**TO BE DONE**
a: In the comments on open-source contribution, what hypothesis is offered for why young software engineers are more tentative and fearful of mistakes?
b: Echo everything in the comments on open-source contribution from "Hopefully this can" down to "with big titles).".
c: Carry on the comments on open-source contribution, writing what follows their last line.

**DOCUMENT PASSAGE**
---*---

In it's purest fundamental form, FOSS consists only of minds collaborating and working together to negotiate the ascent and realization of a shared objective. Compared to $dayjob, it's beautiful this way. It doesn't matter who's behind the wrench used to tighten the bolt.

Hopefully this can inspire those who perceive themselves as "junior" to step up and learn how to dig in to produce a good result!

It can actually be remarkably fun to try getting a PR accepted to a project that genuinely interests you, and the core maintainers are generally very appreciative of such efforts.

<3

I love this framing. Own your impact. The best software engineers are relentless in their problem solving approach independent of outside judgement, and have some intrinsic drive to find good solutions (ie. even if it's just a day job, they still care about the quality of the work). Sure, mentorship is nice if you have it, but you also need to make your own mistakes and develop first-principles thinking so you don't just cargo-cult whatever you are hearing from "seniors" (there are plenty of bozos with big titles).

I feel like young software engineers are way more tentative and fearful of mistakes than earlier generations. My hypothesis is that this is a result of the massive amount of information available on the internet today and so many self-proclaimed experts ready to pass judgement. But all that's a lot of noise that can feed imposter syndrome and lead to analysis paralysis. The most important person to judge your path and your abilities is you yourself. What will you make today?

How many lines of code?

---*---

**DATASET ROWS**
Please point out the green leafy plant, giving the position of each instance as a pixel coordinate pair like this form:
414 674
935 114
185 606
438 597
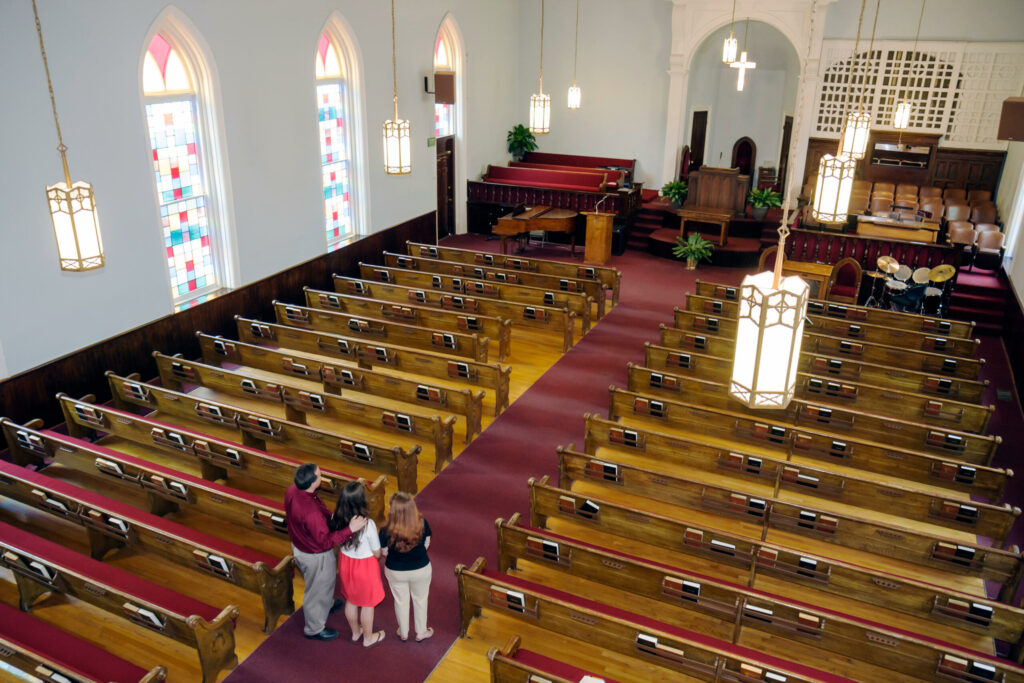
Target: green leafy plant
694 248
675 190
520 140
766 199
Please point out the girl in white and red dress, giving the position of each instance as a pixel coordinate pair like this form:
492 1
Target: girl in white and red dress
358 568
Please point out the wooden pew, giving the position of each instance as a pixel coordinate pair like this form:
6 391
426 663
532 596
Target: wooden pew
871 351
883 589
298 401
823 524
850 637
409 313
947 471
167 489
336 379
257 428
591 288
545 317
619 631
41 566
821 325
371 330
531 296
783 474
609 278
883 377
854 313
822 390
843 424
256 333
52 655
217 459
111 524
515 665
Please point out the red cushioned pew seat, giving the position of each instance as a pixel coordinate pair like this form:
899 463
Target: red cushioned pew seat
66 652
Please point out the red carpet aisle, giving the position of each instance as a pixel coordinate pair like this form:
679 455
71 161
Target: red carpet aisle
488 479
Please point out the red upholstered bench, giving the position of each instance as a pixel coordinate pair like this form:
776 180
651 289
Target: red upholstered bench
38 647
41 566
512 656
592 180
119 523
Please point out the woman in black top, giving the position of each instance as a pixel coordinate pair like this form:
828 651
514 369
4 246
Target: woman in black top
404 540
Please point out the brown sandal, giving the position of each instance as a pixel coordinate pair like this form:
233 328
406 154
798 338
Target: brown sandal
380 636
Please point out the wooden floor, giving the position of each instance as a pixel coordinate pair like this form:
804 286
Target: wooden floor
532 352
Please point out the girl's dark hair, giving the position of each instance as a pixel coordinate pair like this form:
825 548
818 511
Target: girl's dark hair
351 503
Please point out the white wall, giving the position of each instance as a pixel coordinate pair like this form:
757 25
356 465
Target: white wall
624 54
262 52
981 20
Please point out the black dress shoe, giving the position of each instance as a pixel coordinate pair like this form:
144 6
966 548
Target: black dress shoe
326 634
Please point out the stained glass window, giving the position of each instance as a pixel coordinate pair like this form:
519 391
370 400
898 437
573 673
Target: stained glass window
171 117
332 99
443 114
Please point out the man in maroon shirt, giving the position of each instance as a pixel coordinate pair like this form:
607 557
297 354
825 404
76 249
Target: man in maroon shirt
312 547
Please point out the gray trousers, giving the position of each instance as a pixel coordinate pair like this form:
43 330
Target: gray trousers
320 571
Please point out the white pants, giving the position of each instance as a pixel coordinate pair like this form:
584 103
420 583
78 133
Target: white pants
403 585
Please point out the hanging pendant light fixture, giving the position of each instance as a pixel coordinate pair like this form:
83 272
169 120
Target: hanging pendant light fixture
901 117
574 94
73 206
397 140
729 46
540 103
742 65
853 140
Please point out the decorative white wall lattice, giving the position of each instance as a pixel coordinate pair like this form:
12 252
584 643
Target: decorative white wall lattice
956 89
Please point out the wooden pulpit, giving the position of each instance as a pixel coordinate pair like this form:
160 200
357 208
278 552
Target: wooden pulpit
598 238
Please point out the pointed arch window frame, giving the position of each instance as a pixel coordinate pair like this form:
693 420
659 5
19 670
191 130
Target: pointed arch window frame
448 41
196 57
348 53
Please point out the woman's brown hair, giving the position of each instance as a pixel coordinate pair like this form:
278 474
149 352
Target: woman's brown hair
404 524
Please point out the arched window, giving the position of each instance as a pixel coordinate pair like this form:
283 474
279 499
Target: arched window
443 63
179 162
334 108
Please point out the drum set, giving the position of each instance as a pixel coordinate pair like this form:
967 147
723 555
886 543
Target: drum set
895 287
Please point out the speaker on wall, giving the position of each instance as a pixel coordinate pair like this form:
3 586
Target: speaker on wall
1012 121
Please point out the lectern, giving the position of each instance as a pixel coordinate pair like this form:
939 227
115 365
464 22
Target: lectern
598 238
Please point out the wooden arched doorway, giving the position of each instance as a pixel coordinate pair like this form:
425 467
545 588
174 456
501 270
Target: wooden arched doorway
744 152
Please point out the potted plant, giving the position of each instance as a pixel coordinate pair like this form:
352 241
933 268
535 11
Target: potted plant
762 200
676 191
694 248
520 140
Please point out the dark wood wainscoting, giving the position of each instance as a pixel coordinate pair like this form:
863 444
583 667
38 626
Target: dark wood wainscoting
31 394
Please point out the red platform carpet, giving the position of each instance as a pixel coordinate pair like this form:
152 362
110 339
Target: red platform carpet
488 478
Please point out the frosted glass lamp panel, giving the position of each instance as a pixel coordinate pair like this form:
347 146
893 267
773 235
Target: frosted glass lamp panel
540 114
901 119
768 338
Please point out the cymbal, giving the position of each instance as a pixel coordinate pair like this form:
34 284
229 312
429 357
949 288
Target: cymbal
941 273
888 264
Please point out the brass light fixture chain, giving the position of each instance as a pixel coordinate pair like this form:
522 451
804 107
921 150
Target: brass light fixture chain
541 90
61 147
394 66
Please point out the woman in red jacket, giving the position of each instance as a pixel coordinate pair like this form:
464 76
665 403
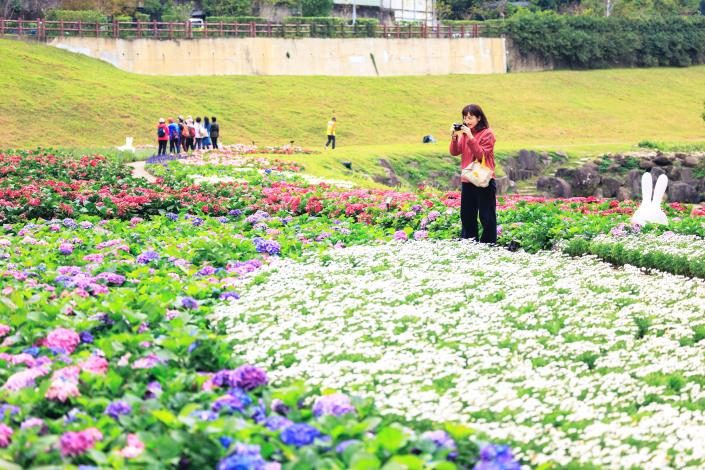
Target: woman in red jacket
162 136
474 141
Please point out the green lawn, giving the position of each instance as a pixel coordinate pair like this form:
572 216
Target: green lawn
53 97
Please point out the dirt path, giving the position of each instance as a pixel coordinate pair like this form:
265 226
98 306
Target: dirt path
138 171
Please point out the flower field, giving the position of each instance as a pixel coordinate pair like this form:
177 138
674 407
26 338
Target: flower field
115 351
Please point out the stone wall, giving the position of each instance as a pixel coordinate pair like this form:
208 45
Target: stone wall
277 56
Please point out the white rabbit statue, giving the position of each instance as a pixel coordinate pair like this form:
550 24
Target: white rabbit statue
650 209
128 145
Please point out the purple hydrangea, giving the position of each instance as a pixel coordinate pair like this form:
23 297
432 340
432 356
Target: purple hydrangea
245 457
270 247
496 457
66 248
86 337
336 404
276 422
147 257
189 303
299 434
118 408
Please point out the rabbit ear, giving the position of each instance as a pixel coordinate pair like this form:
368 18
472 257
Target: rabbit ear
661 185
646 187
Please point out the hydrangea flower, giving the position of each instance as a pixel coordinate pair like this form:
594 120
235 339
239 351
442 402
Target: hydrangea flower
496 457
299 434
118 408
336 404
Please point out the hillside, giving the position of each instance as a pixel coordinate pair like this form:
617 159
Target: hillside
53 97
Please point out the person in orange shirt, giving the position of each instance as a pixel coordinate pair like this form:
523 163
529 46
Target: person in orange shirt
331 132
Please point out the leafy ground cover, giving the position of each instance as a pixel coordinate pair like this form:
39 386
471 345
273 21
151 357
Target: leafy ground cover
569 360
54 97
108 282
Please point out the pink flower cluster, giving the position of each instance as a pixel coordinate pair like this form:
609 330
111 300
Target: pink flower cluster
63 338
78 442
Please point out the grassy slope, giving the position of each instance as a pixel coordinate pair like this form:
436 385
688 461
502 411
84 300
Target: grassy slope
49 96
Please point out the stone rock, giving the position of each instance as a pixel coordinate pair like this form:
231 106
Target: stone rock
610 187
663 160
623 194
645 164
656 172
553 186
682 192
503 184
690 161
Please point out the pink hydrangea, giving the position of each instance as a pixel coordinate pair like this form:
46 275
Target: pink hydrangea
63 338
5 435
95 365
62 390
76 443
134 447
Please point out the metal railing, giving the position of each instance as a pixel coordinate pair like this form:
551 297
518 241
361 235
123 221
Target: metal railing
43 30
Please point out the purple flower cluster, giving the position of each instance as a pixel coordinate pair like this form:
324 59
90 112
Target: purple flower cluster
147 257
496 457
246 377
270 247
118 408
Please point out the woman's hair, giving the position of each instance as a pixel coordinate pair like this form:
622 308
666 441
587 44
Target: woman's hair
476 111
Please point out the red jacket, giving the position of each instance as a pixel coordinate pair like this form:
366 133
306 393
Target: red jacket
473 149
166 131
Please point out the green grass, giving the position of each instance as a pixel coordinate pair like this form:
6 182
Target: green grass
52 97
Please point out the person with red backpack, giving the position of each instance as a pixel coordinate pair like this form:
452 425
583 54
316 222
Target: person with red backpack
162 136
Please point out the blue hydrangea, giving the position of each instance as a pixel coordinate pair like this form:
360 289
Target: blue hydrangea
299 434
245 457
147 257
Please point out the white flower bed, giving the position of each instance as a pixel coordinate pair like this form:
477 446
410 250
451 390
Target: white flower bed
542 351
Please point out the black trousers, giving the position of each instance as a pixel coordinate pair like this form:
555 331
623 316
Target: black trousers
482 201
331 138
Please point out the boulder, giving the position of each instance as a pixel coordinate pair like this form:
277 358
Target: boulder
623 194
553 186
690 161
610 187
646 164
682 192
663 160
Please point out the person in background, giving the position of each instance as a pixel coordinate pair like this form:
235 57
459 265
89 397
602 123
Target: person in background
207 133
174 136
215 132
331 133
162 136
199 134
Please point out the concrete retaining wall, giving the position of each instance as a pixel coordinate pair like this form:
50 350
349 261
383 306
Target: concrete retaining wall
275 56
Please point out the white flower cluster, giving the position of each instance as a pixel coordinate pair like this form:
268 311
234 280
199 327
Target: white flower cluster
568 360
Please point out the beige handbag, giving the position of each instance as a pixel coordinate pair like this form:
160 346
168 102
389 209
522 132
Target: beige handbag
477 173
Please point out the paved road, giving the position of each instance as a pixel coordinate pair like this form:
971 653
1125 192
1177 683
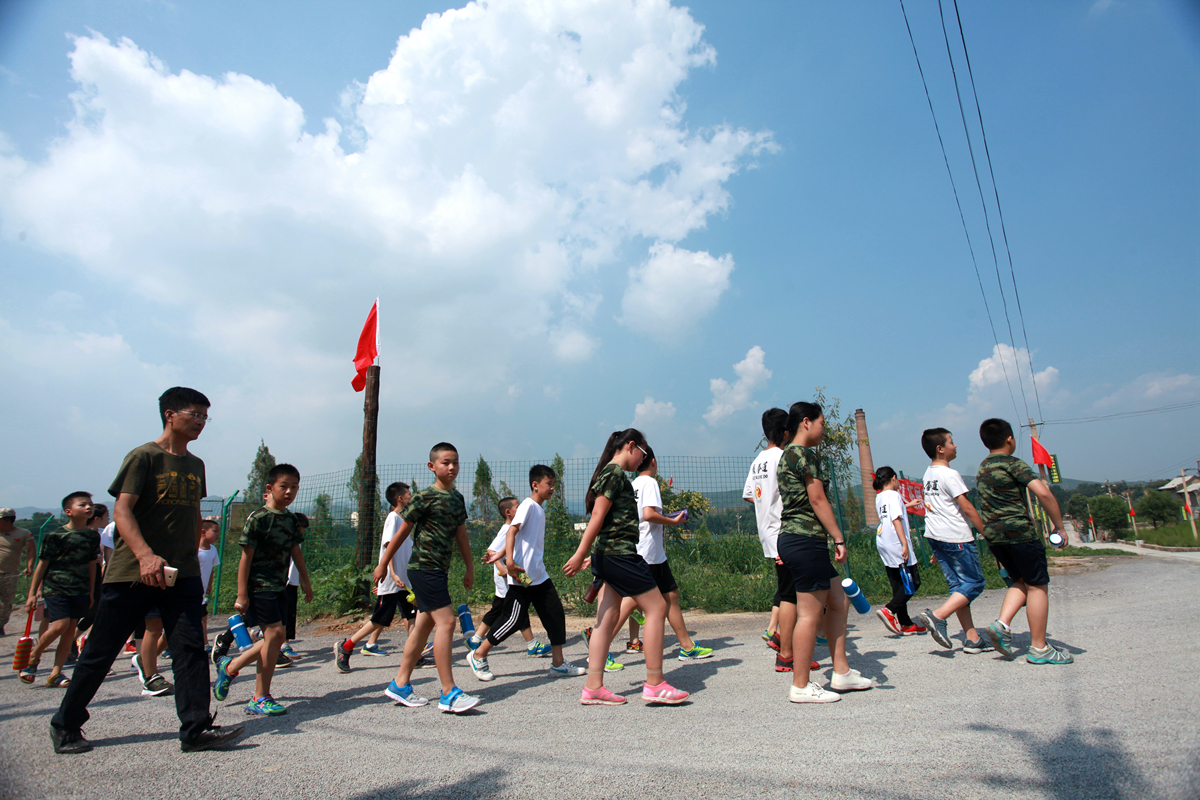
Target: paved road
1119 723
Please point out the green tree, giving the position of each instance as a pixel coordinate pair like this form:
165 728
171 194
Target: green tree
485 498
256 481
1158 507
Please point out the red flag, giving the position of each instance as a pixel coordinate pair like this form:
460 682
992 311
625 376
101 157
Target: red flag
369 348
1041 455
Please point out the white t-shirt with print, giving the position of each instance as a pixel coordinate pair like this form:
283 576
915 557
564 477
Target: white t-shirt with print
209 559
649 534
400 560
943 517
498 545
889 505
762 487
529 547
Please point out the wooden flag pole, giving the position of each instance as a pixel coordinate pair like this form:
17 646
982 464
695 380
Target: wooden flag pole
369 481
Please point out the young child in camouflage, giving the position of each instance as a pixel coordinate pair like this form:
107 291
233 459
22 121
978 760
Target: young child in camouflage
66 579
270 536
436 518
1014 541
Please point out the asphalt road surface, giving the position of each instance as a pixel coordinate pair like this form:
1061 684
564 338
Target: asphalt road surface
1120 722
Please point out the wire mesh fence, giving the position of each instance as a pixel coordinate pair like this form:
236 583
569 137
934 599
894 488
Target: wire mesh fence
717 557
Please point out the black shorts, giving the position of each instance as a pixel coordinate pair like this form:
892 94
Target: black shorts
385 608
267 608
432 589
627 575
66 606
785 588
808 559
1025 561
664 578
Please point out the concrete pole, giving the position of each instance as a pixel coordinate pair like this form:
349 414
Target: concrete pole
867 468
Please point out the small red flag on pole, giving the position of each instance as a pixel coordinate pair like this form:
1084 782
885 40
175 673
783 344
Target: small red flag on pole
369 348
1041 455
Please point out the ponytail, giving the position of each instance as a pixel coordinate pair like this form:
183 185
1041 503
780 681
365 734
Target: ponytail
616 441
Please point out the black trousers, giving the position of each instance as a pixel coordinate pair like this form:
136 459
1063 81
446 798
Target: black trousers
545 600
899 602
121 607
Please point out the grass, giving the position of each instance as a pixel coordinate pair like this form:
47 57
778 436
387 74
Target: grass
1177 535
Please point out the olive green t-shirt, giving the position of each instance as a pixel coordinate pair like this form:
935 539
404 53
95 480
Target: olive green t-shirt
1001 481
168 510
797 515
435 515
69 553
618 531
271 534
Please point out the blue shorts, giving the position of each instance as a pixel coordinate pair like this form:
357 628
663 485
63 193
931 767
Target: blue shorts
66 606
432 589
960 565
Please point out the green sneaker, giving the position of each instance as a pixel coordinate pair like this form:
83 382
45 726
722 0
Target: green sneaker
1048 655
695 654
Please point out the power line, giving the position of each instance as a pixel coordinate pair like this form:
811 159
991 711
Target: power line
987 218
961 217
1000 212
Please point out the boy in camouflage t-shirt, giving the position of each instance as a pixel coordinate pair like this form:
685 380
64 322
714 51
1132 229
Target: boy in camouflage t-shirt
1002 480
66 578
436 518
270 539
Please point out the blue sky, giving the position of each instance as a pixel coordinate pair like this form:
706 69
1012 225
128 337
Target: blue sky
587 217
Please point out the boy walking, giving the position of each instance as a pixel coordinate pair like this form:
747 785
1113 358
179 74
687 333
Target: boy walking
270 537
66 579
391 589
436 518
948 519
529 584
157 513
1015 542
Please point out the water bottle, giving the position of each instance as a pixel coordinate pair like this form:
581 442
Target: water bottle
855 595
240 635
468 627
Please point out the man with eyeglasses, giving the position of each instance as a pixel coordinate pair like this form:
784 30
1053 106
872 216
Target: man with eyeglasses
154 565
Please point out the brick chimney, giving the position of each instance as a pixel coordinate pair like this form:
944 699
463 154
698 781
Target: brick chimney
867 467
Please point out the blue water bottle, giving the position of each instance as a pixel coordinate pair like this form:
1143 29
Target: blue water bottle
855 595
468 627
240 635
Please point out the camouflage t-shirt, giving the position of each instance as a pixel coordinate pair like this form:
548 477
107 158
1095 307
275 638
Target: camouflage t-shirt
1001 481
436 515
797 516
67 552
271 534
618 531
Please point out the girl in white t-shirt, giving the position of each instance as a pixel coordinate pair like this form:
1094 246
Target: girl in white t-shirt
895 548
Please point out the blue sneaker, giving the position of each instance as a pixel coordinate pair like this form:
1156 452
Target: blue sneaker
455 702
535 649
221 685
264 707
405 695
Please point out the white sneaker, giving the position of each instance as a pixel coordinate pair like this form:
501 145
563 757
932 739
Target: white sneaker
811 693
479 667
567 669
852 681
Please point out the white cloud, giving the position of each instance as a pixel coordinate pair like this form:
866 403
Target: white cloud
673 290
727 398
651 411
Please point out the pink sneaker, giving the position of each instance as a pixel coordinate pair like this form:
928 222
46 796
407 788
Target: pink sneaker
600 697
664 693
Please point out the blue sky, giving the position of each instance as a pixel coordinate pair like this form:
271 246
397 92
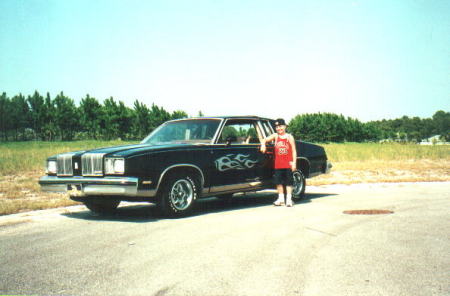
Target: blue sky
364 59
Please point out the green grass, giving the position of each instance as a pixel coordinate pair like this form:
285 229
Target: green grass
385 152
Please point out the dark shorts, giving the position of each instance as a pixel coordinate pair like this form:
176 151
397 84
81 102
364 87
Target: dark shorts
283 177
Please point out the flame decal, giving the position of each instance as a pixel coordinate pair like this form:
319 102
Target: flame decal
234 162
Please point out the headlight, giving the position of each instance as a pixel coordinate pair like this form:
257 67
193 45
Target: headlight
51 167
114 166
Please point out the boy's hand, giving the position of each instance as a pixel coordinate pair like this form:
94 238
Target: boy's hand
293 166
263 148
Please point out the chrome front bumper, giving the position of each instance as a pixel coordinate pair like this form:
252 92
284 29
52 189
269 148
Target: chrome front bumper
84 186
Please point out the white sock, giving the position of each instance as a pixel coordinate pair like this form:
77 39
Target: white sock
288 197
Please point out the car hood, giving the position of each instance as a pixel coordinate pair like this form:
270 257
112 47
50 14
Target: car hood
137 149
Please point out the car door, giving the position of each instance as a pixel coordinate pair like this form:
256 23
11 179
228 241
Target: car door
236 159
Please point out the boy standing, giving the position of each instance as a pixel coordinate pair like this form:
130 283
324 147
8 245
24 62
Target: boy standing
285 163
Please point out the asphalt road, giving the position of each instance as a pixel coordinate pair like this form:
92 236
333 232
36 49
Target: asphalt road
246 247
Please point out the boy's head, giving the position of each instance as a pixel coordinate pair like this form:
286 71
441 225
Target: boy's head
280 126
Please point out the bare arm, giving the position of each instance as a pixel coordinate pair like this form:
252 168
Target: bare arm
294 153
265 140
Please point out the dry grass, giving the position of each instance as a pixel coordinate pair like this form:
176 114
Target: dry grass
21 165
349 172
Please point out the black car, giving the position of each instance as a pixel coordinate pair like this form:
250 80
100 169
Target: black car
179 162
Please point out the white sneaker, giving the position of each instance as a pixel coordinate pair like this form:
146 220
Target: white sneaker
278 202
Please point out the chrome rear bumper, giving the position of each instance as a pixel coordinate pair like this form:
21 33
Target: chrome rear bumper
83 186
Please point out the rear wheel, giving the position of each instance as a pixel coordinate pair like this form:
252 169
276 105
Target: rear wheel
178 195
102 207
298 187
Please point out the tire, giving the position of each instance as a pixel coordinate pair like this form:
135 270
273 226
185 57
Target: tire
102 207
178 195
298 188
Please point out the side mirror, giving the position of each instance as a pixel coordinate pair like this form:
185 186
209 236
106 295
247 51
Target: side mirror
230 139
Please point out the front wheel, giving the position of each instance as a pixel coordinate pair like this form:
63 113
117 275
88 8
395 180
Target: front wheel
178 195
298 187
102 207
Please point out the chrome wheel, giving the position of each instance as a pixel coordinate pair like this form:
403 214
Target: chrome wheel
181 194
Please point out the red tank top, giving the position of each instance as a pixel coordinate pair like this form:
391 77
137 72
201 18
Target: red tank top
283 153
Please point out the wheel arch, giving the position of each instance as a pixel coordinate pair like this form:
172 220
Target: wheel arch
181 168
304 166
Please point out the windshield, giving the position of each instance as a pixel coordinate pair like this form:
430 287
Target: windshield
184 131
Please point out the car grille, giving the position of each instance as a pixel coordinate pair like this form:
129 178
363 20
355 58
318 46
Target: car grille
64 164
92 164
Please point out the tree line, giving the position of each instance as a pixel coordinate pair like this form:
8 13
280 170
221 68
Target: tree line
50 119
36 117
329 127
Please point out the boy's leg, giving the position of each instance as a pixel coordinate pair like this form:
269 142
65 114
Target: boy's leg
278 180
289 196
280 200
289 183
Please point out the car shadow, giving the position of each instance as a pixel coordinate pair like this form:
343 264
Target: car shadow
148 212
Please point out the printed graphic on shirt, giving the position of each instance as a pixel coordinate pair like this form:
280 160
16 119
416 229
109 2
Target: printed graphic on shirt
282 148
235 162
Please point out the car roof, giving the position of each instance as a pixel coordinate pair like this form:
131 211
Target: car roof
228 117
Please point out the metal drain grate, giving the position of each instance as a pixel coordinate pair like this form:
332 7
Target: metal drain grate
368 212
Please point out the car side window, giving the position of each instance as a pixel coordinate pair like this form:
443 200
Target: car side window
267 128
240 132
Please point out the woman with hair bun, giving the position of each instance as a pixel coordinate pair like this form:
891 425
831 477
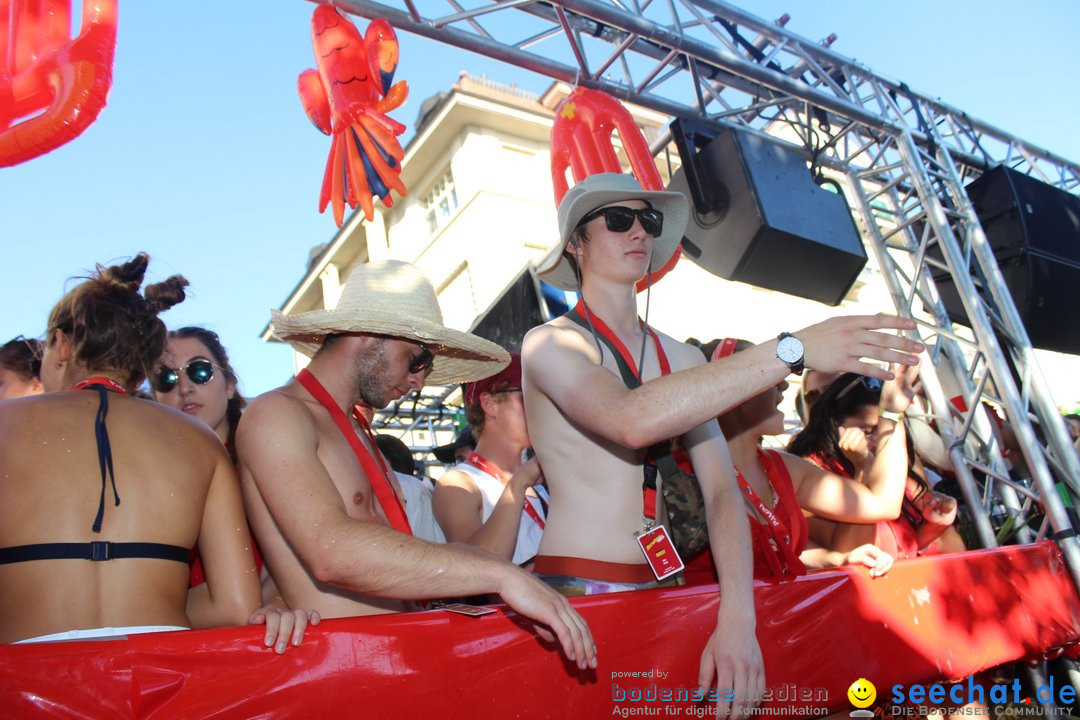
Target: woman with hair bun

---*---

**RESULTS IN ORDER**
a: It is a result of the massive amount of information available on the internet today and the many self-proclaimed experts ready to pass judgement.

b:
Hopefully this can inspire those who perceive themselves as "junior" to step up and learn how to dig in to produce a good result!

It can actually be remarkably fun to try getting a PR accepted to a project that genuinely interests you, and the core maintainers are generally very appreciative of such efforts.

<3

I love this framing. Own your impact. The best software engineers are relentless in their problem solving approach independent of outside judgement, and have some intrinsic drive to find good solutions (ie. even if it's just a day job, they still care about the quality of the work). Sure, mentorship is nice if you have it, but you also need to make your own mistakes and develop first-principles thinking so you don't just cargo-cult whatever you are hearing from "seniors" (there are plenty of bozos with big titles).

c:
Contribute to documentation, that's a good place to start and constant effort is needed to keep things up to date :)
You don't even need to contribute to the code: a lot of open source projects desperately need better documentation, or just better copy in their user interface. You can start by literally correcting typos and updating broken links, and your contributions still could be extremely valuable to the project.
Absolutely, and it's a great way to win brownie points with the maintainers.
I'd downvote this post if I could. It's pushing people into OSS contributions only to land jobs. My advice: if you don't subconsciously feel like you want to contribute, don't do it. As to how to start, pick a small bug, typo, lacking documentation aspect, small missing feature or performance issue that annoys you in your everyday FOSS software and solve it.
> only to land jobs.

so what?

This is completely the wrong forum to post this kind of bullshit spam.
Very helpful advice! Mentorship is key for new contributors. Reaching out is a worthwhile skill to master in open source development.